* **WHAT TO DO**:
[a] In the forum thread on filter bit lengths, list every numerical specification that the original poster gives for the filter.
[b] Extend the forum thread on filter bit lengths, picking up right after its final sentence.

* **PASSAGE**:
============================================================
Re: How do I optimize filter coefficient bit length and signal bitlength?
On May 20, 3:04 pm, "From Sweden" <s...@sw.se> wrote:
> Hello all
>
> I have made an 8 channel 500kHz low pass IIR-filter in VHDL. The filter uses
> 32 bits for it's coefficients and 32 bits for it's internal signals.
>
> The filter doesn't give the same DC-gain for small vs. large input signals.
> I suspect the internal truncation of the intermediate sums and states
> effects this.
>
> But today I thought about increasing the bits for the signal and decreasing
> the bits for the coefficients. I tried it out and the filter gave better
> gain over different input signal levels.
>
> Now I wonder how I should optimize the coefficient and signal bit lengths to
> get the best result?
32 bits oughta be enough for nearly any application. a quantization
error of 1 part outa 4 bizillion? i mean, holy crap!!!
the consequences of quantizing coefficients is different from
quantizing the signal (or some internal intermediate signal).
============================================================
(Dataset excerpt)
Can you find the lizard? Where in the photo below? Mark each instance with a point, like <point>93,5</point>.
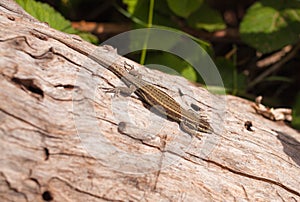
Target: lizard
<point>190,122</point>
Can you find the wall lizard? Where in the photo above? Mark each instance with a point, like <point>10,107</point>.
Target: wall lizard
<point>189,121</point>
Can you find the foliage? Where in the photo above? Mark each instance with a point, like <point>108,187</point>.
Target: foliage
<point>270,25</point>
<point>46,13</point>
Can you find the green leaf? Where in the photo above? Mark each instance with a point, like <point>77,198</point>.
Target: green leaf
<point>45,13</point>
<point>270,25</point>
<point>184,8</point>
<point>206,18</point>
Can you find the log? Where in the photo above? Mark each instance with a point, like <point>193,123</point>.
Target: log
<point>62,138</point>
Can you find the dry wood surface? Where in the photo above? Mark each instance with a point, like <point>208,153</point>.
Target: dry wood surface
<point>63,138</point>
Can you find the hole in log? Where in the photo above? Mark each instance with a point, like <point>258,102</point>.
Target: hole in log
<point>47,196</point>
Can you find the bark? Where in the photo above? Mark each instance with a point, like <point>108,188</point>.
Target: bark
<point>63,138</point>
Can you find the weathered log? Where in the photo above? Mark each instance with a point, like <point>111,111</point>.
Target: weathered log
<point>59,133</point>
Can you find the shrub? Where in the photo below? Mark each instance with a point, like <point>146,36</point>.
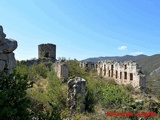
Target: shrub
<point>13,101</point>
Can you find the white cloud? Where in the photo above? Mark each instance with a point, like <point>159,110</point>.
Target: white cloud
<point>122,48</point>
<point>136,53</point>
============================================================
* **EXERCISE RESULTS**:
[a]
- 8 channels
- 500 kHz (low pass cutoff)
- 32 bits for the coefficients
- 32 bits for the internal signals

[b]
quantizing coefficients means that the filter you get is not precisely
the one that you designed. the poles and zeros didn't go exactly to
where you wanted them to go. but with 32-bits it should easily be
close enough. how the coefs map to the poles and zeros depends on the
filter topology. what topology are you using? Direct Form 1 or
Direct Form 2 or Lattice or Normalized Ladder or some other? (i think
there is a Gold-Rader form, there's a bunch of them, some of which
have an internal All-pass filter that the rest of the thing is built
around. i am a partisan for the Direct Form 1 in fixed-point
applications.) what you do, is solve for the pole and zero loci as a
function of the coefs (that get quantized) and see what effect the
coef quantization has on the pole/zero locus. but dividing each of
two dimensions of the unit circle up into 4 bizillion slices should be
more than good enough.
consequences of quantizing the signal can range from a additive noise
model (if the signal amplitude is much, much larger than the
quantization level) to all sorts of nasties (harmonic distortion,
limit cycles). triangular PDF additive dither of 2 LSB amplitude is
sufficient to get rid of that stuff. i would think that at 32 bits,
simple 1st-order noise shaping (with a zero at DC) would suffice if
you got 32 bit words (no dither necessary). this particular error or
noise shaping requires one extra state in the DF1 and has been called
"fraction saving" and Randy Yates has written about it recently in the
IEEE Sig Proc magazine.
really, 32 bit words oughta be good enough.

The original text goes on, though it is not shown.